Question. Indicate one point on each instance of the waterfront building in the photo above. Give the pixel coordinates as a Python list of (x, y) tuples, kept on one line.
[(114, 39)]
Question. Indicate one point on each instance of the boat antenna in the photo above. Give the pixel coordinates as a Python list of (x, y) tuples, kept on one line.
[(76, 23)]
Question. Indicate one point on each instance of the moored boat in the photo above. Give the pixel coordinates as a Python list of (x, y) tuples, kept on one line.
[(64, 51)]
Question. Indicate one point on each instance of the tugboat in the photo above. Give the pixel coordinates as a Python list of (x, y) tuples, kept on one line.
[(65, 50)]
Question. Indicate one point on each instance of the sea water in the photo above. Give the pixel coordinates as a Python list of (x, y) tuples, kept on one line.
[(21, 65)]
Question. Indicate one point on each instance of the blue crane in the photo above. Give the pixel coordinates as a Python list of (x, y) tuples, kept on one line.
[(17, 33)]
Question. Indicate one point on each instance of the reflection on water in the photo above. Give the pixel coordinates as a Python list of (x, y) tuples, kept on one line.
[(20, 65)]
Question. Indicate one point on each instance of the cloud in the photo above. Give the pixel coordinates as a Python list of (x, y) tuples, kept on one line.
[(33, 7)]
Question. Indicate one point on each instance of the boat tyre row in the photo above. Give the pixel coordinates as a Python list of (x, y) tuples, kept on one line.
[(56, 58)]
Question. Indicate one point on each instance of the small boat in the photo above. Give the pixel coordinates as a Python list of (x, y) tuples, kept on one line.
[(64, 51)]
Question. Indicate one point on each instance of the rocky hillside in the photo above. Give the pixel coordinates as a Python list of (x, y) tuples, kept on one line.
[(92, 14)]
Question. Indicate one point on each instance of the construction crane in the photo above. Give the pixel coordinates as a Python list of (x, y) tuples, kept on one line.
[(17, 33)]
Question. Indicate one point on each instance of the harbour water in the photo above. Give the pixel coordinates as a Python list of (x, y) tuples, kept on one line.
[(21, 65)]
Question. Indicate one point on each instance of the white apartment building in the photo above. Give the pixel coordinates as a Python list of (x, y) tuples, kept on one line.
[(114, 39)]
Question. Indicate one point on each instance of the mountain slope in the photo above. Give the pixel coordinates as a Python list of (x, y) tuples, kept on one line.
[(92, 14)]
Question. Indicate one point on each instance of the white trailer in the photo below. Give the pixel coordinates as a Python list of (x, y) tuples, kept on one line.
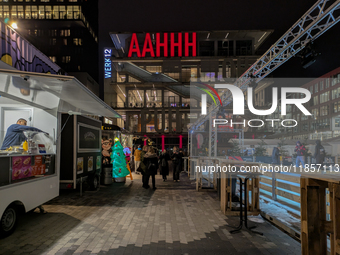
[(30, 180)]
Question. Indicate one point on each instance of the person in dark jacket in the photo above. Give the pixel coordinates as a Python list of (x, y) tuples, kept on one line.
[(300, 154), (319, 153), (151, 163), (176, 161), (276, 155), (164, 165)]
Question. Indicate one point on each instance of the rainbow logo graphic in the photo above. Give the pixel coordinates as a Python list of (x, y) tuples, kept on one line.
[(204, 96)]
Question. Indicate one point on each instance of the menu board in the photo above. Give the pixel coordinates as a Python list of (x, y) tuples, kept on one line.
[(90, 164), (89, 138), (27, 166), (80, 165)]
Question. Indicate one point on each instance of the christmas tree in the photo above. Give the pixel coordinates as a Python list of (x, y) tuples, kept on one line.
[(118, 161)]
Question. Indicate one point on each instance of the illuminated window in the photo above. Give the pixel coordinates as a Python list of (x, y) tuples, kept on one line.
[(28, 12), (77, 41), (48, 12), (66, 59), (34, 12), (62, 12), (41, 12), (14, 12), (69, 12), (21, 14), (53, 41), (53, 58), (55, 12)]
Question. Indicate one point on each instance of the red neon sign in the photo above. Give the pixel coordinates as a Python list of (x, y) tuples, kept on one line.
[(176, 42)]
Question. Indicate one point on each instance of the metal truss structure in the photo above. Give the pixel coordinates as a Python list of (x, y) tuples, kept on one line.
[(318, 19)]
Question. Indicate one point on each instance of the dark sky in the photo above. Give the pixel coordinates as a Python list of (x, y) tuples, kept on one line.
[(198, 15)]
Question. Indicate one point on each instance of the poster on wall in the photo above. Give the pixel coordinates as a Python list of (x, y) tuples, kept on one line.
[(90, 164), (98, 162), (80, 165)]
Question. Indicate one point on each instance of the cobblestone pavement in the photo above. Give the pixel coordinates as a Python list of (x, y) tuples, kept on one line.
[(124, 218)]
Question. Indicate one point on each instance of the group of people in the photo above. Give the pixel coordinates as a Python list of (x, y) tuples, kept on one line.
[(300, 150), (147, 162)]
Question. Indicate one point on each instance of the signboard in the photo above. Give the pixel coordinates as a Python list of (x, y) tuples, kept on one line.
[(175, 47), (88, 138), (107, 63)]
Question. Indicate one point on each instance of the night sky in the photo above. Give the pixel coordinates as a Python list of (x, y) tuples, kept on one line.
[(198, 15)]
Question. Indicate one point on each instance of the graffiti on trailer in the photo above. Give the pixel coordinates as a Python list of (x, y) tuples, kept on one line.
[(22, 55)]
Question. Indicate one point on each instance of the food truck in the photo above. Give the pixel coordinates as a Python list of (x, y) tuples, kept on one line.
[(30, 172)]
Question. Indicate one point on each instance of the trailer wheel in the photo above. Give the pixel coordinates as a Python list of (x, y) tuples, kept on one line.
[(8, 221), (94, 182)]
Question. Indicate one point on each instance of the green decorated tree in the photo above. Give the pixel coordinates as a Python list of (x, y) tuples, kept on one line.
[(118, 161)]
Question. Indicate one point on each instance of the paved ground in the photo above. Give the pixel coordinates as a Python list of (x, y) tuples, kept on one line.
[(127, 219)]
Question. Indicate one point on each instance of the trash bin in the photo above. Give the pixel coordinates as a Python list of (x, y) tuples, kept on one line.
[(107, 175)]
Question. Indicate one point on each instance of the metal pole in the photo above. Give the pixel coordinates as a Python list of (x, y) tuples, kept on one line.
[(210, 134), (215, 147)]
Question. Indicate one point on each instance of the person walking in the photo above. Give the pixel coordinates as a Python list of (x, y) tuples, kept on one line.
[(164, 165), (319, 153), (300, 154), (150, 160), (176, 162), (143, 166), (276, 155), (137, 158)]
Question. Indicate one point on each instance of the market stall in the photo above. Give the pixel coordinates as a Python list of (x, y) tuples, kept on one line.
[(30, 171)]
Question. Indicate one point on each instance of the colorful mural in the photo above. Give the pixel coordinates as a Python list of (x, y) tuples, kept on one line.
[(22, 55)]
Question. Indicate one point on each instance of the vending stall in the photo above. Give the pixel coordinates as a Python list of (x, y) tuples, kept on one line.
[(30, 168)]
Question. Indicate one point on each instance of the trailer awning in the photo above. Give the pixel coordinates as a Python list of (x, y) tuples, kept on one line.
[(53, 93)]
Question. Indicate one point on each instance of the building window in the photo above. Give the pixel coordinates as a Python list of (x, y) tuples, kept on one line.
[(14, 12), (34, 12), (244, 48), (324, 97), (324, 110), (77, 41), (315, 112), (336, 93), (326, 81), (53, 41), (336, 107), (65, 32), (53, 58), (41, 12), (66, 59), (48, 12)]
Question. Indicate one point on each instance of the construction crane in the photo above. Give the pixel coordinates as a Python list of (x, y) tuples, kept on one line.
[(318, 19)]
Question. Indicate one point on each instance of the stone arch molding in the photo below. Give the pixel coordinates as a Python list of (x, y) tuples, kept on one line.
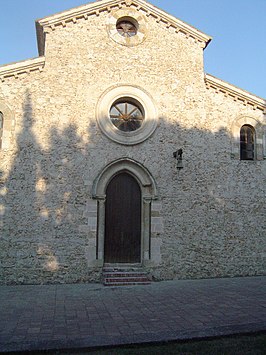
[(143, 176), (149, 193), (259, 129), (9, 124)]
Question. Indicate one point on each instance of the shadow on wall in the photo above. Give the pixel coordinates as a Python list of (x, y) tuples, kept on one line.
[(209, 208)]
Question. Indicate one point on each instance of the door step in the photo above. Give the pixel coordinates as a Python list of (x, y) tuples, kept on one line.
[(120, 277)]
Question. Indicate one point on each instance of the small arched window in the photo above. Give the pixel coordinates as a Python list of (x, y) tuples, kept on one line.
[(247, 143), (1, 128)]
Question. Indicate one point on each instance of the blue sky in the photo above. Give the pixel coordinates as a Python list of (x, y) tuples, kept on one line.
[(237, 53)]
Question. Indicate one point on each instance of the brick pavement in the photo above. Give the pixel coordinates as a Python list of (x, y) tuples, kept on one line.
[(89, 315)]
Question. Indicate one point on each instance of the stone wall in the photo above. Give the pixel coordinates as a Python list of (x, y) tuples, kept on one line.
[(209, 218)]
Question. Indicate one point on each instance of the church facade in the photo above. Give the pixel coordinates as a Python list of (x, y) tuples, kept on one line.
[(118, 150)]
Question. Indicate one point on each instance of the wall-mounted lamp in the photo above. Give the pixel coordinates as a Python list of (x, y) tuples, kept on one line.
[(178, 155)]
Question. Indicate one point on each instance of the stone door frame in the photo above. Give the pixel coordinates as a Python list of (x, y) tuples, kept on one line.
[(148, 192)]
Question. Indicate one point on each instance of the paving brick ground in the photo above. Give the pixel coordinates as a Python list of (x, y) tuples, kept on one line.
[(89, 315)]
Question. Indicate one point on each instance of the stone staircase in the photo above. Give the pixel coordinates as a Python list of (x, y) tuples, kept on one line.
[(125, 277)]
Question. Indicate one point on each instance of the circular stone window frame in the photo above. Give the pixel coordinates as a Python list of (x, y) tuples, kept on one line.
[(130, 15), (128, 92)]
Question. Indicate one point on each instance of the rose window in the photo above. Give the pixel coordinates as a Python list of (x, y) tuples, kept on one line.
[(126, 115)]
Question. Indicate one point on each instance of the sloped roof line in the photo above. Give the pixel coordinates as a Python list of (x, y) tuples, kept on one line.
[(21, 67), (95, 8), (235, 92)]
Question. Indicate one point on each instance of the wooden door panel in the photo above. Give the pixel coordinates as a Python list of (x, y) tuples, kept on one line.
[(123, 220)]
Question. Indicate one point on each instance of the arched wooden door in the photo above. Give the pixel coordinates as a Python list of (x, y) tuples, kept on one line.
[(122, 243)]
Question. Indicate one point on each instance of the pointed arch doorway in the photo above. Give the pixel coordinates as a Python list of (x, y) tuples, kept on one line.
[(122, 242), (132, 207)]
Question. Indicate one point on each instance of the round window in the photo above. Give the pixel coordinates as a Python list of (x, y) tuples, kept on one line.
[(127, 115), (126, 27)]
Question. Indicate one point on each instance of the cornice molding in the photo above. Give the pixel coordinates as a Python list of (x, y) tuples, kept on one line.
[(83, 12), (235, 93), (25, 66)]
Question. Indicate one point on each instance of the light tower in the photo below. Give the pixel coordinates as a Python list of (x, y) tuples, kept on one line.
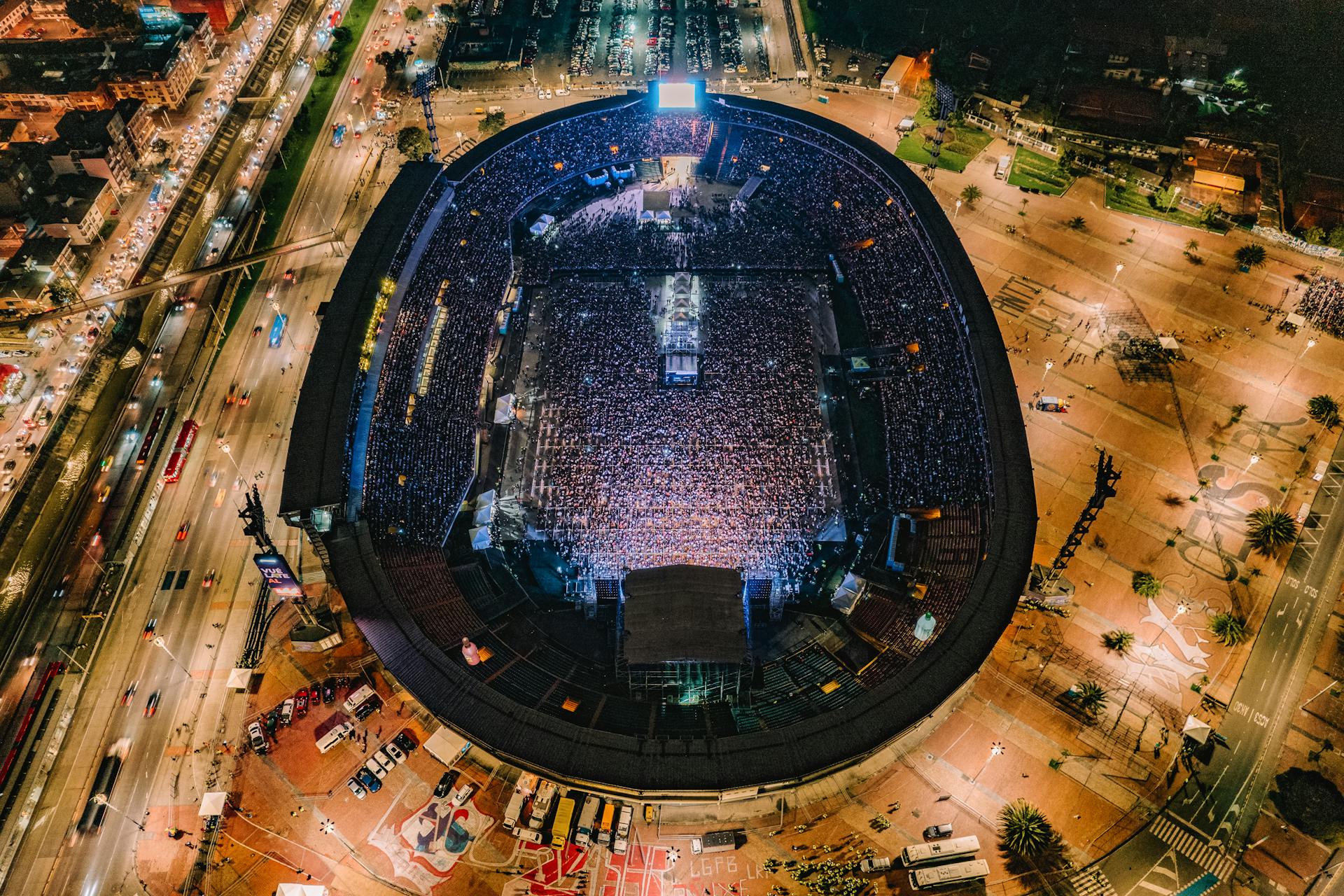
********
> _EXERCISE PROMPT_: Your answer must be exactly the lines from the one with "Question. Indicate one point on each instance of the round" through the last line of the entries, both included, with no pictures; please add nothing else.

> _FINAL ANSWER_:
Question. Indicate one point on each instance of the round window in the photo above. Give the pixel coordinates as a Python list of (x, y) tuples, kept on one line.
[(127, 115), (126, 27)]
Question. Indicate one point on each instance of the cornice molding in the photo above. Give the pixel coordinates as a Python list of (x, y) tuples, kept on one line.
[(83, 12), (235, 93), (25, 66)]
Question. Indicate one point on each instance of the light tower in the photo below. Give the pixel coordinates as a Python list of (x, y) tuples, kept on one line.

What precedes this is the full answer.